■ STATED PROBLEM: Print the material below word for word, leaving out the pictures.
--- Start of DATA PROVIDED ---
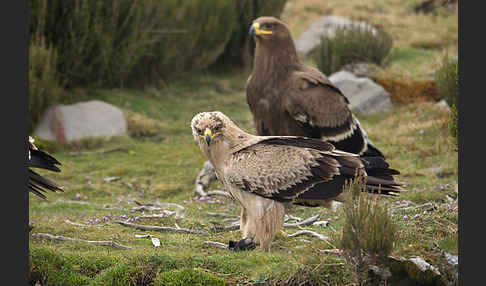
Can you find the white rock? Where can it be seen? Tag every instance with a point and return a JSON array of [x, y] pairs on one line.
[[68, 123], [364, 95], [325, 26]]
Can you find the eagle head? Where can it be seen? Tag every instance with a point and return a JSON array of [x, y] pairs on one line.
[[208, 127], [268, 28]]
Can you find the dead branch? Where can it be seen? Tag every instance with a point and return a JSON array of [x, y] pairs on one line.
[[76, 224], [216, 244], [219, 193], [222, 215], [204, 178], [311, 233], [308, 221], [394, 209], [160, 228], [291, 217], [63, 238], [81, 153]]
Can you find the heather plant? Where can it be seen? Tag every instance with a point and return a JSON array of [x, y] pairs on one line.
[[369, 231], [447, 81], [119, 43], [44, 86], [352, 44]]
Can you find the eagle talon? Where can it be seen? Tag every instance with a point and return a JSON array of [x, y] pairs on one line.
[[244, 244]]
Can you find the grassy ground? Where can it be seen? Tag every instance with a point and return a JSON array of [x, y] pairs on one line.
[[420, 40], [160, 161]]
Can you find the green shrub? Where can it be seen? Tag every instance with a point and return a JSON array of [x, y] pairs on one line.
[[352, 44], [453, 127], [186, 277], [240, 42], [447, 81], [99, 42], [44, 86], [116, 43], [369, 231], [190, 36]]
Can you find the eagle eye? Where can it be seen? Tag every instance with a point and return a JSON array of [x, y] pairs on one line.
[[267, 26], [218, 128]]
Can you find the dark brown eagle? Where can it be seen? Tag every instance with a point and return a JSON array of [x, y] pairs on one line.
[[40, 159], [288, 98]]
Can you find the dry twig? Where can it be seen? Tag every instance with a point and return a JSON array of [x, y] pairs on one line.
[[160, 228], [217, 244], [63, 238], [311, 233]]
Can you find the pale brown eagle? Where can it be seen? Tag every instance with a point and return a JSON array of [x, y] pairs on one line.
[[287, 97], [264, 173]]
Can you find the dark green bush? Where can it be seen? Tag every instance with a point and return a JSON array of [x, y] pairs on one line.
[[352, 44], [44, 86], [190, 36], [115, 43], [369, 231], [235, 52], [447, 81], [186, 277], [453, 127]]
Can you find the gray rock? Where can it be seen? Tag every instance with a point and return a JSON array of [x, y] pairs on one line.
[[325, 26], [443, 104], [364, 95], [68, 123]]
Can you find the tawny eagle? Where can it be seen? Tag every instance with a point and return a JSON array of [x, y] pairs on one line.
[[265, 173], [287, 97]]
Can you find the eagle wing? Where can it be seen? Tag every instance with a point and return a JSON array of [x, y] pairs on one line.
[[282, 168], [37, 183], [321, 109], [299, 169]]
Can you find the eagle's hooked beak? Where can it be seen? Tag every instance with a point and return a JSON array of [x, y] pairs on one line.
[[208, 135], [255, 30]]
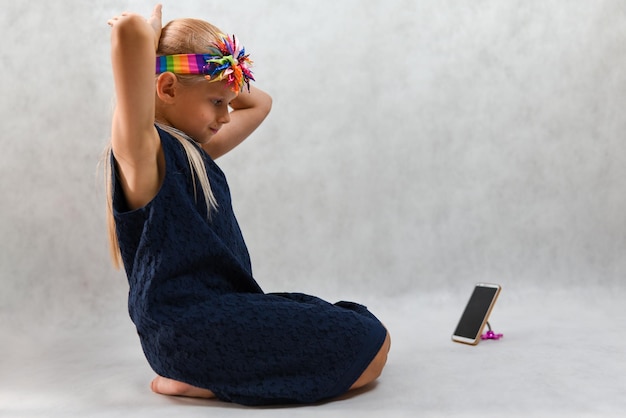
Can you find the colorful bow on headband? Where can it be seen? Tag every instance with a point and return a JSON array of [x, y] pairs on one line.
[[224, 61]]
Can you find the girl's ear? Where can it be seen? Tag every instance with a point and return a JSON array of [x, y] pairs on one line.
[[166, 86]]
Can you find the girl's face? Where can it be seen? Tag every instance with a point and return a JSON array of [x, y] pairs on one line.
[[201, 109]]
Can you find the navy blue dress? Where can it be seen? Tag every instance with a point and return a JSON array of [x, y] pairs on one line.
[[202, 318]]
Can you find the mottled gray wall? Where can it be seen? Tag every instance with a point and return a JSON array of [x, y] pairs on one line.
--- End of DATA PROVIDED ---
■ CORRECT ANSWER:
Can you find the white rock? Where can it be seen? Tag every instance with a point and return a JSON array of [x, y] pairs on one line.
[[68, 123], [364, 95], [325, 26]]
Can you find the eagle head? Where can it be seen? Tag every instance with a point and return a JSON array of [x, y] pairs on one line.
[[208, 127], [268, 28]]
Can you find the dead branch? Where can it be seen? Tag every instance with a point and return a JSON array of [x, y] pairs on one line.
[[76, 224], [216, 244], [219, 193], [222, 215], [204, 178], [311, 233], [308, 221], [394, 209], [160, 228], [291, 217], [63, 238], [81, 153]]
Can you find the heather plant? Where can it be seen? Tag every instance with a point and return a JSON array of [x, y] pairs on one line.
[[369, 231], [447, 81], [119, 43], [44, 86], [352, 44]]
Can you find the eagle talon? Where can it be seen? Tag every instance with a point and return a JSON array of [x, y] pairs on one line.
[[244, 244]]
Can you find the grassy ground? Where can it be seen? Tag every instance with a point and return a JSON array of [x, y] pairs on one line.
[[420, 40], [160, 161]]
Can you find the green shrub? Where can it be seen? Tag every instance with a point and return a JSON array of [x, y] pairs on one line.
[[352, 44], [453, 127], [186, 277], [240, 42], [447, 81], [99, 42], [44, 86], [116, 43], [369, 231], [190, 36]]
Can you find the eagle eye? Where can it be seen? Tag every instance with a point and return a JSON array of [x, y] pairs on one line.
[[267, 26], [218, 128]]
Can you find the dark brown eagle? Where can it be seen? Tag every instance with a point and return a JSON array of [x, y] pairs on one line.
[[40, 159], [288, 98]]
Can you find the dry twig? Where can it be seen? Tag every instance with a point and return a JSON array of [x, y] pairs on one line.
[[160, 228], [217, 244], [63, 238], [311, 233]]
Can you find the pale brown eagle? Where can it be seen? Tag every instance with a point and return a JSON array of [x, y] pairs on one line.
[[287, 97], [264, 173]]
Can you find the dark green bush? Where can it be seen? Tag every instance with a point and return a JSON array of [x, y] pairs on one line.
[[352, 44], [44, 86], [190, 36], [115, 43], [369, 231], [235, 52], [447, 81], [186, 277], [453, 127]]
Can you find the gray rock? Where can it be seen? Tag every instance with a point and return a JSON array of [x, y] pairs on one line.
[[325, 26], [443, 104], [364, 95], [68, 123]]
Can you find the tawny eagle? Where can it be seen? Tag every instance with a point and return a JSON array of [x, y] pairs on one line.
[[265, 173], [287, 97]]
Can you find the eagle wing? Where can it be seen? Tag every instance with a point and return a JSON array of [x, y] pairs on one line.
[[282, 168], [37, 183], [321, 109], [299, 169]]
Can you find the eagle's hooked beak? Where can it be seen? Tag every instance with a point and return a JSON array of [x, y] pairs on one line.
[[208, 135], [255, 30]]
Can you find the colorful bow on headband? Where can it be seen? Tag every instance with a point and return a JSON array of [x, y] pairs on one line.
[[224, 61]]
Can you find the girl's ear? Where can it be seen? Tag every instance with a point and return a JSON array of [x, y] pairs on one line.
[[166, 86]]
Can you find the girl's face? Where can it be seen? Tag every instance with a point and return a JSON array of [x, y] pairs on one line.
[[201, 109]]
Can you find the navy blue dress? Where can it be seen? Tag every instance with a point and return a JSON array of [x, y] pairs on one line.
[[202, 318]]
Can you find the mottled gray wall? Where can it be seen? Tag every instance with a point and return a JSON array of [x, y] pairs on one line.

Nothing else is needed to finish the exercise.